Isaac José Woldenberg Karakowski (born 8 September 1952) is a Mexican political scientist and sociologist who served as the first president of the Federal Electoral Institute (IFE) and currently works as director of Nexos magazine.

==Early life==
Woldenberg was born in Monterrey into a Jewish family that had immigrated from Eastern Europe. His father, originally from Poland, arrived in Veracruz at the age of two and lived a few years in San Luis Potosí, while his mother was born in the northern state of Chihuahua into a family originally from Lithuania.

He graduated from the National Autonomous University of Mexico (UNAM) with a bachelor's degree in Sociology (1975), a master's degree in Latin American Studies (1987) and began a doctorate in Political Science (1993-1995), but didn't complete it. During his college years he also studied film-making at the Centro Universitario de Estudios Cinematográficos (1972-1975), but dropped out after three years.

==Career==
He was drawn into politics in his twenties, spending five days in jail for his involvement in a university strike and becoming a founding member of the Unified Socialist Party of Mexico (PSUM, 1987), the Mexican Socialist Party (PMS, 1987) and the Party of the Democratic Revolution (PRD, 1989) which he left in April 1991.

He has worked as a Political Science professor at the National Autonomous University and has authored several books, including Antecedentes del sindicalismo (1981), Memoria de la izquierda (1998) and La construcción de la democracia (2002).

==Personal life==
He was previously married to Julia Carabias, who served as Secretary of the Environment in the cabinet of Ernesto Zedillo, with whom he had a daughter.

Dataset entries

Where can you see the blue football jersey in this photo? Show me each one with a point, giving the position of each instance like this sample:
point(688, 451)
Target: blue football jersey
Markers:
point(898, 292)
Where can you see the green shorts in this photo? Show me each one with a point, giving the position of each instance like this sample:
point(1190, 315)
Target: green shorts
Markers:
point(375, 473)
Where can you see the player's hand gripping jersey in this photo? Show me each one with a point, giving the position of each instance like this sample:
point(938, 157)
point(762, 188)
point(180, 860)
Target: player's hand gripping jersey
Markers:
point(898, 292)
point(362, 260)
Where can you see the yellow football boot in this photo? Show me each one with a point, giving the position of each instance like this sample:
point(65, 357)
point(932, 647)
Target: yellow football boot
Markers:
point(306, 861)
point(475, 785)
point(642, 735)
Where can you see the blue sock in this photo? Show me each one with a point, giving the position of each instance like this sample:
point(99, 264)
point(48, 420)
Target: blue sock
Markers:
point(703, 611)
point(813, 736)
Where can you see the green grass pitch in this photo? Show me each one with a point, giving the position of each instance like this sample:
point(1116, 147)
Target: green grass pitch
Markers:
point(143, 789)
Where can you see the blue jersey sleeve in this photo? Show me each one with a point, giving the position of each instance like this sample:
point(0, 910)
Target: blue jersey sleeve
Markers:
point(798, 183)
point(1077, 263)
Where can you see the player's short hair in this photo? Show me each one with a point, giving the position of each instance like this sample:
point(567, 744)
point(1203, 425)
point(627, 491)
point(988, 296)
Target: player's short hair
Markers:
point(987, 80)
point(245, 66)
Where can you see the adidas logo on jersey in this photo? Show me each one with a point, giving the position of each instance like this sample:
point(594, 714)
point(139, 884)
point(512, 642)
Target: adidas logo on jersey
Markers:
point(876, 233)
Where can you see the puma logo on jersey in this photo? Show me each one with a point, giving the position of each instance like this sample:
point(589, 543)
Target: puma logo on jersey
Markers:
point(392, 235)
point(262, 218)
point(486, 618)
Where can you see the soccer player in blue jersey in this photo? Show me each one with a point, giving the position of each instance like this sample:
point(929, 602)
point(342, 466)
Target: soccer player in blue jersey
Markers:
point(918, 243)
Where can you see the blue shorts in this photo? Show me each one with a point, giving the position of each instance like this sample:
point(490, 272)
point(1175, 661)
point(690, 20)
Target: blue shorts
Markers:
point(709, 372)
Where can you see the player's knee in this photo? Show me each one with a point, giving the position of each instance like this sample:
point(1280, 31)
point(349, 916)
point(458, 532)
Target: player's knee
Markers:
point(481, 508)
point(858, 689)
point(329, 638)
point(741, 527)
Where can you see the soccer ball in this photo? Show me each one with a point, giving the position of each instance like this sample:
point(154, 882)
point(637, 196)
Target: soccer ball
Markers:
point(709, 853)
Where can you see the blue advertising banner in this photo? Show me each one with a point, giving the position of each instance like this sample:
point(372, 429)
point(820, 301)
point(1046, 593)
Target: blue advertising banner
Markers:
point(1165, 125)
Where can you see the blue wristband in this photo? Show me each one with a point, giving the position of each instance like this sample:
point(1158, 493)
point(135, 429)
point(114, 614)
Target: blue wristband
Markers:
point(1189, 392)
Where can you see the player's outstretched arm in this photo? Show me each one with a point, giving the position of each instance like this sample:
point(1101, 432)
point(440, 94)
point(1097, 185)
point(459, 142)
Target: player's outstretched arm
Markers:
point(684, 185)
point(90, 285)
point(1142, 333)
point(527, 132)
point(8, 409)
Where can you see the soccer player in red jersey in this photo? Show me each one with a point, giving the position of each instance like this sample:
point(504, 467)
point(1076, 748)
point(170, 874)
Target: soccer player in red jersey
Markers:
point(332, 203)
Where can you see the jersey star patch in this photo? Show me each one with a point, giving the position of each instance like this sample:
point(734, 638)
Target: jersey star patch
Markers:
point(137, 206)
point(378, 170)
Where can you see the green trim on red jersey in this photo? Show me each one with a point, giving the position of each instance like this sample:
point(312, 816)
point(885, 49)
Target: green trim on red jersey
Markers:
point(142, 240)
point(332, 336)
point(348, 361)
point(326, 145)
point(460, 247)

● EXPLORE THE MATERIAL:
**A.** Echo the Woldenberg biography word for word, starting at "Isaac José Woldenberg" and ending at "originally from Lithuania.".
**B.** Using the Woldenberg biography, answer these:
(i) In which city was Woldenberg born?
(ii) In what month and year did he leave the Party of the Democratic Revolution?
(iii) Of which magazine is he currently the director?
The dataset entries play no part in the work here.

● EXERCISE ANSWERS:
**A.**
Isaac José Woldenberg Karakowski (born 8 September 1952) is a Mexican political scientist and sociologist who served as the first president of the Federal Electoral Institute (IFE) and currently works as director of Nexos magazine.

==Early life==
Woldenberg was born in Monterrey into a Jewish family that had immigrated from Eastern Europe. His father, originally from Poland, arrived in Veracruz at the age of two and lived a few years in San Luis Potosí, while his mother was born in the northern state of Chihuahua into a family originally from Lithuania.

**B.**
(i) Monterrey
(ii) April 1991
(iii) Nexos